→ **What needs to be done**:
Whenever a line contains "gate", include it in the count; reply with the number of such lines in the data and nothing else.

(Free-text object descriptions)
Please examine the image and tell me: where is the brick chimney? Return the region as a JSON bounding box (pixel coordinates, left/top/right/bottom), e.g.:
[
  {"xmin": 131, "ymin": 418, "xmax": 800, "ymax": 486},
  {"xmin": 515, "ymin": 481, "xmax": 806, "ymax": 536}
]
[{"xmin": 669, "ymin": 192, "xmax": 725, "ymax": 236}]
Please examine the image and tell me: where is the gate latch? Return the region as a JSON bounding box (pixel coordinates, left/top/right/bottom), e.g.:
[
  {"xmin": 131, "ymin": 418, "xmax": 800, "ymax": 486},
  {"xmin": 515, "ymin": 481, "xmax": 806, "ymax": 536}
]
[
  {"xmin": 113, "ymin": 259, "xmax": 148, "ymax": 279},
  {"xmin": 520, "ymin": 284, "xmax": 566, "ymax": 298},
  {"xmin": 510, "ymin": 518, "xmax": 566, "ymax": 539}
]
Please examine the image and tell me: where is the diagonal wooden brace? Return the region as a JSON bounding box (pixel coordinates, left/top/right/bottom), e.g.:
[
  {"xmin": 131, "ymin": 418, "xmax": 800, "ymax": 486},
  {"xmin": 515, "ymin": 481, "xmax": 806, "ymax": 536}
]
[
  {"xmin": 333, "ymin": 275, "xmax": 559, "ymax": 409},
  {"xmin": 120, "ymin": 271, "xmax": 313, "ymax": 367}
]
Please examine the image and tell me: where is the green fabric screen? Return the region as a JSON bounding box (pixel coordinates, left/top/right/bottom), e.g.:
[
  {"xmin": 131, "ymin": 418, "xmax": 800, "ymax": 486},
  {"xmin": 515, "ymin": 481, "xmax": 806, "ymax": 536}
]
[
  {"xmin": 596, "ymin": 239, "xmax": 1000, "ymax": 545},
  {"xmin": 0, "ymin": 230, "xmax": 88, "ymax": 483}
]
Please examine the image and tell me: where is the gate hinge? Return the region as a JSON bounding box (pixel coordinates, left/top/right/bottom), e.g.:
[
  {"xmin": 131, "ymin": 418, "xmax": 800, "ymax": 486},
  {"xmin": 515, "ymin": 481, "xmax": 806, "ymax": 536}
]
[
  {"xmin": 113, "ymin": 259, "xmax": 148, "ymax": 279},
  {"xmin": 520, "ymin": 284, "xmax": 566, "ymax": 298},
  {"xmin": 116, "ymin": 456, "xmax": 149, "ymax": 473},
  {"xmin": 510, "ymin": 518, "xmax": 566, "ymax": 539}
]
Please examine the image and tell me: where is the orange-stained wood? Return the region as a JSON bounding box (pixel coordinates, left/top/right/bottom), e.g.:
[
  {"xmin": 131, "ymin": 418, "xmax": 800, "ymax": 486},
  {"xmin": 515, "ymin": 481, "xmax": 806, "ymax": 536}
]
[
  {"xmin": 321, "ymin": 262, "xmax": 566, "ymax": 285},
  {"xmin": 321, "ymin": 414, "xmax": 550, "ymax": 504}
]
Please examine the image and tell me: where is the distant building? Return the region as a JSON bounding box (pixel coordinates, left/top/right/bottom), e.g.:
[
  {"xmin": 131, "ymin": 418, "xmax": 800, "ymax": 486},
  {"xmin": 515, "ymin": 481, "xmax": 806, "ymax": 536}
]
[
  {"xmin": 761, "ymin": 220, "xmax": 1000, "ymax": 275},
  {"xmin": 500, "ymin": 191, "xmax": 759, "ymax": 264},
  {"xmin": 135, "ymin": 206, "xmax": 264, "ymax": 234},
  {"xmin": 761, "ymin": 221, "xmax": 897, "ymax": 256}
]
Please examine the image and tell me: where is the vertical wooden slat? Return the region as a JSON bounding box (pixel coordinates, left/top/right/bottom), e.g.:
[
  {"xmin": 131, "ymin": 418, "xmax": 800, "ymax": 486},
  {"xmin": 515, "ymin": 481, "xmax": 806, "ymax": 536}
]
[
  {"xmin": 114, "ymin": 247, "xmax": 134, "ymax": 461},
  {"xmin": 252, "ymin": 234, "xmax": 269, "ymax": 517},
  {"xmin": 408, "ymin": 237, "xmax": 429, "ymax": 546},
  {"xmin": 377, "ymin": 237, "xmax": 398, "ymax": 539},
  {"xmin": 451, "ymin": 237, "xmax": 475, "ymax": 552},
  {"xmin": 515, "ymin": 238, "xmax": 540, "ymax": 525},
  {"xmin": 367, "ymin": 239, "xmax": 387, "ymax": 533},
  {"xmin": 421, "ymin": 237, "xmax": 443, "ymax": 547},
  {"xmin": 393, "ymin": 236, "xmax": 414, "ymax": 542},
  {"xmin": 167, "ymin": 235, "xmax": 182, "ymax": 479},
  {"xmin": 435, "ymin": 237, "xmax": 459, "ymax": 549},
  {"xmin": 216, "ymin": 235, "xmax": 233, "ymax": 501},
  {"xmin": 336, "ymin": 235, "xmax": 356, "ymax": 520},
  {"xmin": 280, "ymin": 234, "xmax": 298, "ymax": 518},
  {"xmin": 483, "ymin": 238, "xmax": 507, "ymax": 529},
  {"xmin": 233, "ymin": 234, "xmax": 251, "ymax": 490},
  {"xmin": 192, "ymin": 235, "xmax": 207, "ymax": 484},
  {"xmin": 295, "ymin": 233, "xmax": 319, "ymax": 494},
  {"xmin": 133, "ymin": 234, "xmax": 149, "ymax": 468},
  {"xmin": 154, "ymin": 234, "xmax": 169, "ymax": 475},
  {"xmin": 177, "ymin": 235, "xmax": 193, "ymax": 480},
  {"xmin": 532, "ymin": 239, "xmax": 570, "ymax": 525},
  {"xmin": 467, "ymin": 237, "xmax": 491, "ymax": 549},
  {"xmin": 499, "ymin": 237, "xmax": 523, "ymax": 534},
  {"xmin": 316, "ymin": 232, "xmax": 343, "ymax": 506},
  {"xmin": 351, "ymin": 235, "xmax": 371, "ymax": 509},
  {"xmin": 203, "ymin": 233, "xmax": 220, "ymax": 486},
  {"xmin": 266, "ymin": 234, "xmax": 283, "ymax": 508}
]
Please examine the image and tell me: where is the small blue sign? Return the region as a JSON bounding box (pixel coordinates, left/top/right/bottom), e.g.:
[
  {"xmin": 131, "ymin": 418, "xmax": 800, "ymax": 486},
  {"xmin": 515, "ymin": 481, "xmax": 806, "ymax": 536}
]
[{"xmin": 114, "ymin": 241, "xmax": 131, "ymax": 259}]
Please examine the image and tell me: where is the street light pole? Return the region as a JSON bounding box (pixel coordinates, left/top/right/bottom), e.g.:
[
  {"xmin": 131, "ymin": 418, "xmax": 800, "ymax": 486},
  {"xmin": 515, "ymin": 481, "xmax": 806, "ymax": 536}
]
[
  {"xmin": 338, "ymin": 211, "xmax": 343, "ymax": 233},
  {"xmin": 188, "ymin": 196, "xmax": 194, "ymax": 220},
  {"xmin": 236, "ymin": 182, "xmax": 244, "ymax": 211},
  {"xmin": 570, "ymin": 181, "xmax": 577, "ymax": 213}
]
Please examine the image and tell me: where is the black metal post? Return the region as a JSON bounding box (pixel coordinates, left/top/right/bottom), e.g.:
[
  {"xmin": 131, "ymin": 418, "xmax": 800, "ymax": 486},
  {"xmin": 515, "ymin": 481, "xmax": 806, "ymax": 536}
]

* * *

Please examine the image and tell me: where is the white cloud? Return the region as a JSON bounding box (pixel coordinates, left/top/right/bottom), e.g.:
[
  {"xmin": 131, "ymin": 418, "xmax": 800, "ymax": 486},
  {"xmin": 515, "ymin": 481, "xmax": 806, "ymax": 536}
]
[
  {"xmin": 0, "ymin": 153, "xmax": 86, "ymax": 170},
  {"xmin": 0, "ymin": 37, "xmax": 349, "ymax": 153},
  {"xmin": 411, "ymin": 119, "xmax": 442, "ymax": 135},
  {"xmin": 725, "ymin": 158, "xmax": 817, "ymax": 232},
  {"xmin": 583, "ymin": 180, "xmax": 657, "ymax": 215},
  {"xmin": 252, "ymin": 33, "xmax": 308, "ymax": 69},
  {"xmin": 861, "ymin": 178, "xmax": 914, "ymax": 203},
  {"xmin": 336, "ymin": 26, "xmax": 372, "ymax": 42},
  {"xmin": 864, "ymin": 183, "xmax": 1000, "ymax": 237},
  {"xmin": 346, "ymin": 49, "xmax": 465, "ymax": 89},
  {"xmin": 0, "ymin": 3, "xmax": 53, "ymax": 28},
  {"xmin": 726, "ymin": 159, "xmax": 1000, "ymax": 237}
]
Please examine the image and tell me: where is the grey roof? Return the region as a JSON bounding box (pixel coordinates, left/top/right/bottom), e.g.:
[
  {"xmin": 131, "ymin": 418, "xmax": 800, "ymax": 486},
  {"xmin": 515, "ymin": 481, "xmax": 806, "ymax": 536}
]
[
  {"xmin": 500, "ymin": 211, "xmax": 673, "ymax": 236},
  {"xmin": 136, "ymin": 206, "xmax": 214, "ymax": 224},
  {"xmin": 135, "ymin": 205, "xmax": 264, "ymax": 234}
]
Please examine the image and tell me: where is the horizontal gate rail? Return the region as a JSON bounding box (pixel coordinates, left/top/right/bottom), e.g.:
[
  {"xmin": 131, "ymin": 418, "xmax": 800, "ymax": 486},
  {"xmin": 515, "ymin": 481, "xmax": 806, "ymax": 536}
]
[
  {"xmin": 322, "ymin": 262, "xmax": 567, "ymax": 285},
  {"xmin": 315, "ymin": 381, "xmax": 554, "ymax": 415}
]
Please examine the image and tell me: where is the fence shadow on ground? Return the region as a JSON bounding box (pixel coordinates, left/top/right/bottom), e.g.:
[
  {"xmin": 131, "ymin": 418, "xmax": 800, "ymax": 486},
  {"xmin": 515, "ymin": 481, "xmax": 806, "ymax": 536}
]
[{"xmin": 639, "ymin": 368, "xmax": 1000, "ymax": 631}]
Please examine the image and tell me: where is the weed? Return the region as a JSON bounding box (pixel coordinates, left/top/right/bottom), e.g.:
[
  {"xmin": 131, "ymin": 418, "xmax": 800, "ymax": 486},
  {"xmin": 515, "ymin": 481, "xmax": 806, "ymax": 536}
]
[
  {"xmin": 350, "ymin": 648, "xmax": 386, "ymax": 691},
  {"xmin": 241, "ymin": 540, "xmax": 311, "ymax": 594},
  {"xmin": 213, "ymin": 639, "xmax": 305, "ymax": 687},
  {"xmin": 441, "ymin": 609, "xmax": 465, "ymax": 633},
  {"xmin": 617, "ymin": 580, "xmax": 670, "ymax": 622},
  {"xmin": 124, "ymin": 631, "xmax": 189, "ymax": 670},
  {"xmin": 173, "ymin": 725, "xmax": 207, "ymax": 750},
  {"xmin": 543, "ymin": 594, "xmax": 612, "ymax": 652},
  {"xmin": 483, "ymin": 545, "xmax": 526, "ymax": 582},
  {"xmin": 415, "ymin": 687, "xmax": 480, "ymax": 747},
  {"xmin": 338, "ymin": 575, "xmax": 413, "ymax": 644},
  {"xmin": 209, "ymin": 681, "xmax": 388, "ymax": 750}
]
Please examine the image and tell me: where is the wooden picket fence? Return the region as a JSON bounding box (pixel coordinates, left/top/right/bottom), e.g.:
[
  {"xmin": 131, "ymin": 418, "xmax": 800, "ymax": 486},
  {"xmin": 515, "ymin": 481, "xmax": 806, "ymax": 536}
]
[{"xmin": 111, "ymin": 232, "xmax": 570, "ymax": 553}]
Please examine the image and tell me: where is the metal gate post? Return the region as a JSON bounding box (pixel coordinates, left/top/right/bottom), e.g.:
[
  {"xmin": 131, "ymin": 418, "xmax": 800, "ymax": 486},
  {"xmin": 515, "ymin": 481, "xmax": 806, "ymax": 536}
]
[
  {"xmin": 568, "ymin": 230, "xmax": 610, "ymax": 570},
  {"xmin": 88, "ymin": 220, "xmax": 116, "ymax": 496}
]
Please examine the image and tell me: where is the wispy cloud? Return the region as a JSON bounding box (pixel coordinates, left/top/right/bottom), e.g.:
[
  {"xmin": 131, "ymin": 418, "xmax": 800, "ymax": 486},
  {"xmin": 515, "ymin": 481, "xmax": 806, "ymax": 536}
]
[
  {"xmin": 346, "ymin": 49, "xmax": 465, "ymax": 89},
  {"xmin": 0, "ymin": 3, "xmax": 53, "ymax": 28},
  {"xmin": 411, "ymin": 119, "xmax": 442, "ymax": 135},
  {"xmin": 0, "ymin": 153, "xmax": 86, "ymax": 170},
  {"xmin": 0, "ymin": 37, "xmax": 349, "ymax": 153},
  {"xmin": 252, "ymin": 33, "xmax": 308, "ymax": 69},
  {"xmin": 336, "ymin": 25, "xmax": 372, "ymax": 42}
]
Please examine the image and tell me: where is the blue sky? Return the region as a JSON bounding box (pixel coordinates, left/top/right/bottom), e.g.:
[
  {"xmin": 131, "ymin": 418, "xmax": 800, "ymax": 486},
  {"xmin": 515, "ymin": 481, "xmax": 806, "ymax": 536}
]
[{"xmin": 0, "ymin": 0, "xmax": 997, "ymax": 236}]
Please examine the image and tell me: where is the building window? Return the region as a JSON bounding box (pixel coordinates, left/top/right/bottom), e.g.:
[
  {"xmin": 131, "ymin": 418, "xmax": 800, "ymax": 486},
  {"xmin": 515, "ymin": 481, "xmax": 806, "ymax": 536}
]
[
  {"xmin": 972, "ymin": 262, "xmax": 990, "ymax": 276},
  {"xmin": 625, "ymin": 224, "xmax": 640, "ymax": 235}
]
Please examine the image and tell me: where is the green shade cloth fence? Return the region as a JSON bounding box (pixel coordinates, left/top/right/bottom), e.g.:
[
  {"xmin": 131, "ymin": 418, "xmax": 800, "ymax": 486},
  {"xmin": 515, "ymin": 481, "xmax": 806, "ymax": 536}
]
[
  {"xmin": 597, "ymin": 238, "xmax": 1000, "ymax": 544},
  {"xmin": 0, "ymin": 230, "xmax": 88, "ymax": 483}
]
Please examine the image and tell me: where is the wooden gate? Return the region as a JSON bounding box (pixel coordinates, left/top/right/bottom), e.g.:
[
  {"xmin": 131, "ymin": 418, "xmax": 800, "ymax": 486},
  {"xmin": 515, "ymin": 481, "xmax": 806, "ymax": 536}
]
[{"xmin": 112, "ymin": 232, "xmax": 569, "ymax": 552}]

--

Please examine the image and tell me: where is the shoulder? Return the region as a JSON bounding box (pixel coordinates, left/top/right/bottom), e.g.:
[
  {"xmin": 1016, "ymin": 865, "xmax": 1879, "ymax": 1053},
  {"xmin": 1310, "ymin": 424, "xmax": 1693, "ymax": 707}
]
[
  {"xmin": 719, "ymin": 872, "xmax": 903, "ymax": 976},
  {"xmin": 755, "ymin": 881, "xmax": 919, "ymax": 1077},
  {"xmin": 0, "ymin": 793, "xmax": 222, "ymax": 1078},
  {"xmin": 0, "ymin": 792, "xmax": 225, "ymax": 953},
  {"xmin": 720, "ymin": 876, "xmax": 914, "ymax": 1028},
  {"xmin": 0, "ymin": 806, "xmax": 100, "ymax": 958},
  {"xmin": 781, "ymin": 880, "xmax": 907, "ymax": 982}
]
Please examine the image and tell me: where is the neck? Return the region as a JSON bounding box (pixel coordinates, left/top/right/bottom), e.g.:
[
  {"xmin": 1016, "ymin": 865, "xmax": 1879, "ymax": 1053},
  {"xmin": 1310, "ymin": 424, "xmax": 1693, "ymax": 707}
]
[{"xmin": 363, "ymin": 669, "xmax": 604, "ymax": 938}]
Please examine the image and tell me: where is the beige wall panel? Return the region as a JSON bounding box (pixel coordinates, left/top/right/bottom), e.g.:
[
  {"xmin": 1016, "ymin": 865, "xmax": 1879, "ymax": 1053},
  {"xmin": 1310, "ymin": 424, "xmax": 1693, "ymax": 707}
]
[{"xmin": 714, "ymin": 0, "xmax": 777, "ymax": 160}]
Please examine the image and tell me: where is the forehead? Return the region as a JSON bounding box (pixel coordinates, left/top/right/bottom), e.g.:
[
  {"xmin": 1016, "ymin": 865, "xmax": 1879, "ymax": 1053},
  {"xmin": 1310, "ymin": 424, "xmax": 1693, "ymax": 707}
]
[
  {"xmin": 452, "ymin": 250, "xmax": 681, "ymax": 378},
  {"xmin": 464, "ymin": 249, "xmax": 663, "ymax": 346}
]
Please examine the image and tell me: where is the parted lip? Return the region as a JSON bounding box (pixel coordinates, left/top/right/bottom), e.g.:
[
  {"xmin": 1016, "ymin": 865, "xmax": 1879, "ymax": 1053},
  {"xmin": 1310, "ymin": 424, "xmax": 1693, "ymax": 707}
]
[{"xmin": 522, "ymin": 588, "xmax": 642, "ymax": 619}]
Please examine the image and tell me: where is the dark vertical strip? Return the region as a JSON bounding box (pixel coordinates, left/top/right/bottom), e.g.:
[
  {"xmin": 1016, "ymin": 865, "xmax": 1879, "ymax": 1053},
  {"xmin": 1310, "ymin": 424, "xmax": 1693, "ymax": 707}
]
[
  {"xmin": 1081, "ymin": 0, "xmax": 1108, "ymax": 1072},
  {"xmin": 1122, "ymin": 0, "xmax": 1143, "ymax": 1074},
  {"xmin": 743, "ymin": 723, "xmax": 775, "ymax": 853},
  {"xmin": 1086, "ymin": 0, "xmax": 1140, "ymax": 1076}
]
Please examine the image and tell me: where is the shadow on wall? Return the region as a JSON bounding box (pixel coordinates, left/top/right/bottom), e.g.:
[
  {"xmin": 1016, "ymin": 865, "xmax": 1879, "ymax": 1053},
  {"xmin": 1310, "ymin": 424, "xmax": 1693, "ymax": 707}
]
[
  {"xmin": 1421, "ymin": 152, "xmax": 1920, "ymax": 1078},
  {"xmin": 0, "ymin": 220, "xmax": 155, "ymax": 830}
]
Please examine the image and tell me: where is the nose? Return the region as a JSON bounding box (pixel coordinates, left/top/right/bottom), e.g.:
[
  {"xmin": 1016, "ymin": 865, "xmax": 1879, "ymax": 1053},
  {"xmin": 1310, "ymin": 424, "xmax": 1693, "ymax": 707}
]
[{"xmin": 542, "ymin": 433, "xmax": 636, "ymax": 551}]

→ **Exercise solution**:
5